Problems to solve |
1. In the news article on ATSC's ship purchases, what share of the passenger market does Super Ferry hold?
2. Continue the news article on ATSC's ship purchases from the point where it ends.

Reading passage |
— Start —

ATSC set to buy more efficient
vessels
ABOITIZ Transport System Corp. (ATSC), the operator of the SuperFerry,
said it would start buying more efficient ships within the year
in order to pare its losses brought about by surging fuel costs.
Jon Ramon M. Aboitiz,
the company’s chairman, said part of its P800 million to
P1-billion capital expenditures for the year would be used to
acquire of new vessels, but not necessarily adding on more routes.
This means that the
company would stick to its profitable routes such as Cebu-Manila,
and Cebu-Davao, and would not open other missionary points as
asked by the government.
“At this point
in time it’s still being discussed. But we’re looking
at different ways to be efficient,” Aboitiz said at the
sidelines of the company’s stockholder’s meeting.
He said they are still
studying on what types of vessels they should acquire, even considering
slower but more fuel-efficient ships.
The company has about
14 large passenger vessels, most of which carry the Super Ferry
brand. The company’s second line of vessels is called Cebu
Ferry.
Super Ferry is the country’s
largest passenger ship operator, cornering more than half of the
market.

— End —

Supplied material |
— Start —

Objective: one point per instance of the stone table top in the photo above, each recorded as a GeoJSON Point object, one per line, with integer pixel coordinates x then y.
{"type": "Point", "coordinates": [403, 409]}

— End —

Responses for each task |
1. More than half of the market.

2.
ATSC has been suffering
higher total cost and expenses, mainly from fuel prices, which
surged by 25 percent to P11.5 billion last year. As a result,
the company incurred a steep drop in its net income for 2005 to
P65.7 million from P512.5 million the previous year.
For the first quarter
of 2006, it posted a net loss of P192.4 million from, with its
revenues declining by 12 percent to P2.6 billion.
“With higher fuel
cost squeezing margins and a week consumer market, the company
is finding it challenging to recover cost increases by passing
it to customers,” ATSC said in its annual report.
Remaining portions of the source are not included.